┏━━

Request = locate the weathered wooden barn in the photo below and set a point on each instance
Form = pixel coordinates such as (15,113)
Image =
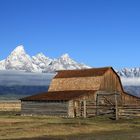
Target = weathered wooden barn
(80,93)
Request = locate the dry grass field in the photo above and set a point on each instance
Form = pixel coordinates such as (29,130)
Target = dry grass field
(15,127)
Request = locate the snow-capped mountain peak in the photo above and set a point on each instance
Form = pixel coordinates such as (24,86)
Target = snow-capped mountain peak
(18,50)
(20,60)
(65,56)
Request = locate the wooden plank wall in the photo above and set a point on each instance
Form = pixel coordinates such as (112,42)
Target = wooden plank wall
(79,83)
(44,108)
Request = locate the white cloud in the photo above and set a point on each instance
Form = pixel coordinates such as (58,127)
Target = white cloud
(131,81)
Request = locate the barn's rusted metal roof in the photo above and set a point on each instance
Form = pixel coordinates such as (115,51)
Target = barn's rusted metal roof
(82,72)
(58,95)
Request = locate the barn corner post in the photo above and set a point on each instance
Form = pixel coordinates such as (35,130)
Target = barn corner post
(116,106)
(97,104)
(85,110)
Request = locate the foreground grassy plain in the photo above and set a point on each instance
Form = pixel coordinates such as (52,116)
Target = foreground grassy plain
(54,128)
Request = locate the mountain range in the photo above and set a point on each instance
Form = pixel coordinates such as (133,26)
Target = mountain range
(22,75)
(20,60)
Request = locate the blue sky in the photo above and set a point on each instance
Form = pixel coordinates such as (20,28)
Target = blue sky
(95,32)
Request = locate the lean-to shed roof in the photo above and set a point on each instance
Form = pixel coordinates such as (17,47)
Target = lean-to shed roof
(82,72)
(58,95)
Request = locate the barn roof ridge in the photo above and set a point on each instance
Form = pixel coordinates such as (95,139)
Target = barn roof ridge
(58,95)
(82,72)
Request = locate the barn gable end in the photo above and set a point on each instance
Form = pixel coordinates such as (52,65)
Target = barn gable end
(76,93)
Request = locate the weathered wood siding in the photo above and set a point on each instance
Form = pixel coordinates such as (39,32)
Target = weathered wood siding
(44,108)
(79,83)
(110,82)
(76,106)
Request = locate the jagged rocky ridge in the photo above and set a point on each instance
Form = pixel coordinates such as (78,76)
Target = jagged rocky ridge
(20,60)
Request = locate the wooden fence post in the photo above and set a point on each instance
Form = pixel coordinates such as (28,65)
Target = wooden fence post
(85,112)
(116,107)
(97,103)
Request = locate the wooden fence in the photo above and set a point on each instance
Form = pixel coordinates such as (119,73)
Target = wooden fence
(129,111)
(10,105)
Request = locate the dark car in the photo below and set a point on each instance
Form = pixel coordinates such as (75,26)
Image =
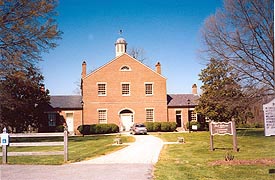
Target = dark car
(138,128)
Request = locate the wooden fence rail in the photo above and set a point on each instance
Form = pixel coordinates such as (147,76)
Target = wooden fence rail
(64,143)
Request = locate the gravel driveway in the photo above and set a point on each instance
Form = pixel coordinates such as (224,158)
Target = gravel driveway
(134,162)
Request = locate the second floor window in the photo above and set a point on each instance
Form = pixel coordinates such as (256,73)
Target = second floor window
(101,89)
(150,115)
(125,89)
(148,89)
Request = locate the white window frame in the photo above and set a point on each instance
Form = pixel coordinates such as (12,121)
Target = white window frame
(125,83)
(98,91)
(122,68)
(102,121)
(146,115)
(149,83)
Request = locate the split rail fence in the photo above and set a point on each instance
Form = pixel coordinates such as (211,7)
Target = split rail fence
(5,154)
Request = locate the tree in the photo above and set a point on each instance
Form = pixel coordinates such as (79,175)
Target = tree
(29,98)
(27,28)
(222,97)
(242,33)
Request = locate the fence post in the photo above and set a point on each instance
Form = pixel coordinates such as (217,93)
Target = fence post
(65,145)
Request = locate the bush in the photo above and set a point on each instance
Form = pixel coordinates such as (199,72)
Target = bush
(160,126)
(156,126)
(98,129)
(59,128)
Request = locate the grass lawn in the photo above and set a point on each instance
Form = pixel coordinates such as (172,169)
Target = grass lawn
(193,159)
(80,148)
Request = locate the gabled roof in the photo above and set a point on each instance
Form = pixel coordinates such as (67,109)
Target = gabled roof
(125,54)
(66,102)
(181,100)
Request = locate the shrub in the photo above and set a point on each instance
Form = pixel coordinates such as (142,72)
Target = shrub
(156,126)
(160,126)
(149,126)
(98,129)
(59,128)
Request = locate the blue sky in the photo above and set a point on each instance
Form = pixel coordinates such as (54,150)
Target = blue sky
(167,30)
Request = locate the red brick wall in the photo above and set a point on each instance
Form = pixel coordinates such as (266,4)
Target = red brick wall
(114,102)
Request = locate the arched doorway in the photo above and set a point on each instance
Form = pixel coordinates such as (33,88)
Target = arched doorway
(126,119)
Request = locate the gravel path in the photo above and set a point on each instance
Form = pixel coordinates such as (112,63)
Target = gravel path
(134,162)
(145,150)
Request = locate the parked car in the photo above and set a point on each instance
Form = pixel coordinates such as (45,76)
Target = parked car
(138,128)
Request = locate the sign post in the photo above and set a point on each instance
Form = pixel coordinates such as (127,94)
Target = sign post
(269,118)
(223,128)
(4,144)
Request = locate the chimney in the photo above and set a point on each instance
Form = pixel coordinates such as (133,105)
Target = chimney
(83,74)
(194,89)
(158,68)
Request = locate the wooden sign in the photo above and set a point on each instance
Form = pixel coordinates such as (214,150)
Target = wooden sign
(269,118)
(221,128)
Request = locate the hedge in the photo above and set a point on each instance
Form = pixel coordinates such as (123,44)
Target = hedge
(160,126)
(98,129)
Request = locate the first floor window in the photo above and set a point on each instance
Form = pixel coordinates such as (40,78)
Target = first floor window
(52,119)
(101,89)
(149,115)
(102,116)
(193,116)
(125,89)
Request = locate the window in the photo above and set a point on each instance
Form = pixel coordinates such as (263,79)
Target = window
(102,116)
(101,89)
(149,115)
(125,89)
(193,116)
(125,68)
(149,88)
(52,119)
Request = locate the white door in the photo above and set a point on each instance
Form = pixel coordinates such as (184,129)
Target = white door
(127,121)
(70,122)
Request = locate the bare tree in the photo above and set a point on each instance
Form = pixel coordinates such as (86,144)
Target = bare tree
(27,29)
(242,33)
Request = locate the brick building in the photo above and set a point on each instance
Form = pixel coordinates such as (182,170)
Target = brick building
(124,91)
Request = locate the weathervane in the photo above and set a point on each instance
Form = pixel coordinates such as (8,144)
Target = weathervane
(120,32)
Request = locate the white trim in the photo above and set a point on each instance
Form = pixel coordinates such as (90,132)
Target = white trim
(120,69)
(153,114)
(152,88)
(102,109)
(119,57)
(129,88)
(126,108)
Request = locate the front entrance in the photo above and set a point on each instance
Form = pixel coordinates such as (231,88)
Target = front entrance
(126,119)
(178,119)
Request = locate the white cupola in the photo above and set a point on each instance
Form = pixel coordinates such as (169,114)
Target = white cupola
(121,46)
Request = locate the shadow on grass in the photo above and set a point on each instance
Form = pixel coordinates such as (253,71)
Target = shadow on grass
(250,132)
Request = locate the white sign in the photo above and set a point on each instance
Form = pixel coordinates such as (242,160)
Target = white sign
(4,139)
(269,118)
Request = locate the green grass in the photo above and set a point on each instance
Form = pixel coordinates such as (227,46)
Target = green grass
(80,148)
(191,160)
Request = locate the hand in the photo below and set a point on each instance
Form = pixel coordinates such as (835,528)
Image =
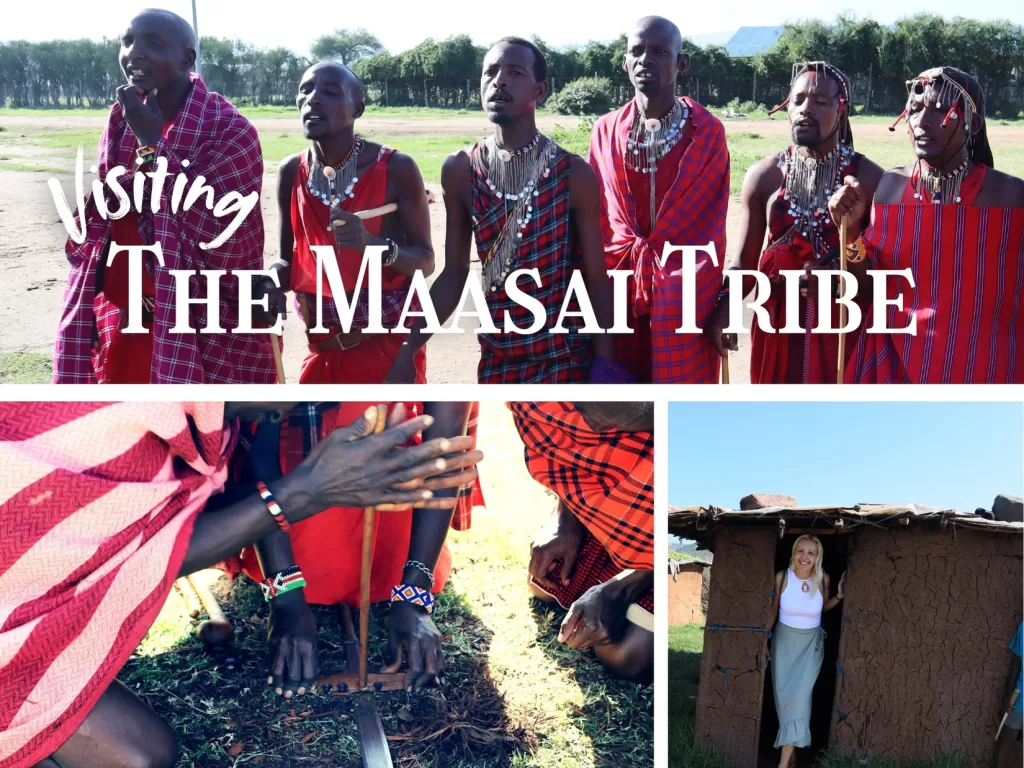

┗━━

Task -
Copy verbatim the lines from the one containing "Request = locate the hand" through the end of the listing, both ends included. Leave the picture out.

Solution to this task -
Request = locate the hand in the photo below and set a point on each instance
Form = pixel coordinates such as (835,528)
Image =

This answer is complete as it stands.